#### Aim of the exercise:
Reproduce the entire listing below verbatim, omitting the picture.

#### Material:
● ● ●

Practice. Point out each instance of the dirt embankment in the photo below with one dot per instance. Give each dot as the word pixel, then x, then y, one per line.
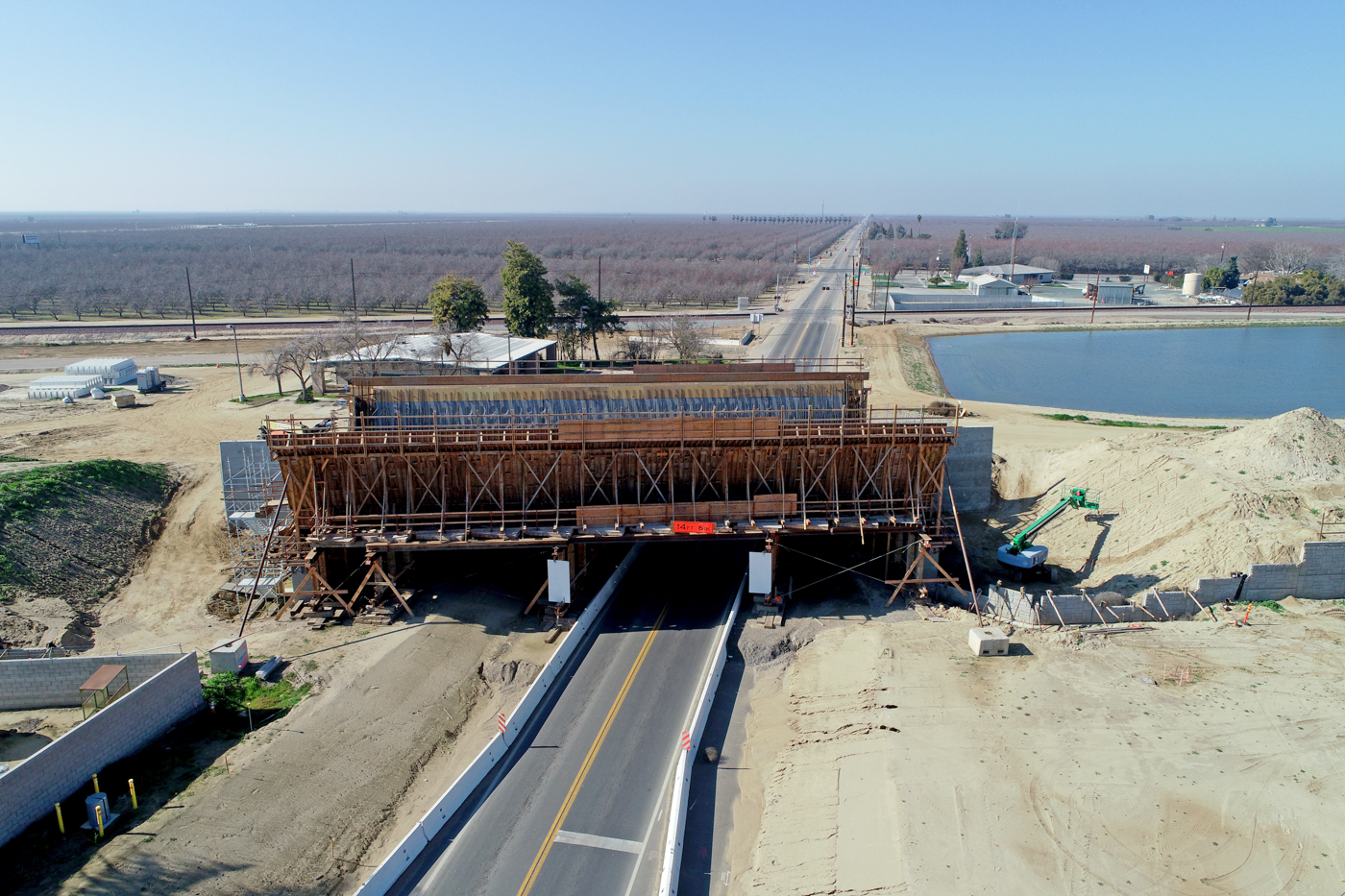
pixel 1174 505
pixel 885 759
pixel 70 534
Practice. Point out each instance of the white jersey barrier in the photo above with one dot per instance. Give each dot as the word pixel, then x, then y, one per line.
pixel 405 852
pixel 682 782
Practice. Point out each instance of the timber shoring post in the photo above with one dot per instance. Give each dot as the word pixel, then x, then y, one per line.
pixel 261 567
pixel 966 563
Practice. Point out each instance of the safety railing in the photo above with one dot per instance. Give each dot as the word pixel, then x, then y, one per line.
pixel 453 430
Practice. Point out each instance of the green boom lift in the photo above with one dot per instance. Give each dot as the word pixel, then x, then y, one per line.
pixel 1021 554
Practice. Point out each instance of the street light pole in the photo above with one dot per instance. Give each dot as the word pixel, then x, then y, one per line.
pixel 242 399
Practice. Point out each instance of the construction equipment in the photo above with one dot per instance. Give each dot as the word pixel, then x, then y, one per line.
pixel 1024 557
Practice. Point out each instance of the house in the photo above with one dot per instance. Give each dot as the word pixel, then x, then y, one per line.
pixel 989 285
pixel 1021 275
pixel 1115 294
pixel 429 354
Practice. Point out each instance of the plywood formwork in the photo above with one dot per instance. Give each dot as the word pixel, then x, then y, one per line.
pixel 460 482
pixel 567 460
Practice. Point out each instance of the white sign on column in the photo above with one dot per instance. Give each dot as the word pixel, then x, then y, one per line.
pixel 558 581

● ● ●

#### Solution to this problem:
Practice. Point out each instance of the dirt embankment in the photo below with one dot per instance. Give each dot as the word pixel, then x, then y, one per line.
pixel 1174 505
pixel 885 759
pixel 70 534
Practice. Point out each instance of the white jersey barrier in the photo above with one dot per instance. Give each dot as the word pixel, then x, then y, one per line.
pixel 405 852
pixel 682 782
Practice. Point out each instance of the timber shoring post in the photo above with one dot per instance. Give each dot as the word pixel, then x, then y, one per line.
pixel 261 567
pixel 966 563
Practice. Point out each instance of the safety railing in the photo above with one dot per instance. Give each dot as the word pixel, then x, then y, one per line.
pixel 453 430
Practice. Point out each instance of the green boom lift in the photo above with one dot per instance. Give each dot as the word pixel, then x, then y, one per line.
pixel 1021 554
Practice. Point out each instance of the street light pole in the photo above with one dot per instance. Give each dot as the word pixel, then x, then y, one per line.
pixel 242 399
Practice. Point out each instance of the construction equipment in the photo above with one dot per instance. Give each dot as the word pixel, then x, then y, one per line.
pixel 1024 557
Practice. Point out each instance of the house in the photo above with one dot per instance. Give each dot as the word pixel, then x, then y, one per line.
pixel 989 285
pixel 1021 275
pixel 1115 294
pixel 429 354
Practice. Point out each instance of the plywood formwork in the photo above with one dot per instance. Give each dot as the word pixel, then x, then y, one per line.
pixel 460 482
pixel 567 460
Practice. Point out each instance of the white sign on column in the photo above with one dot per instance. Give each dot as the word pixel, then x, then y, one per line.
pixel 558 581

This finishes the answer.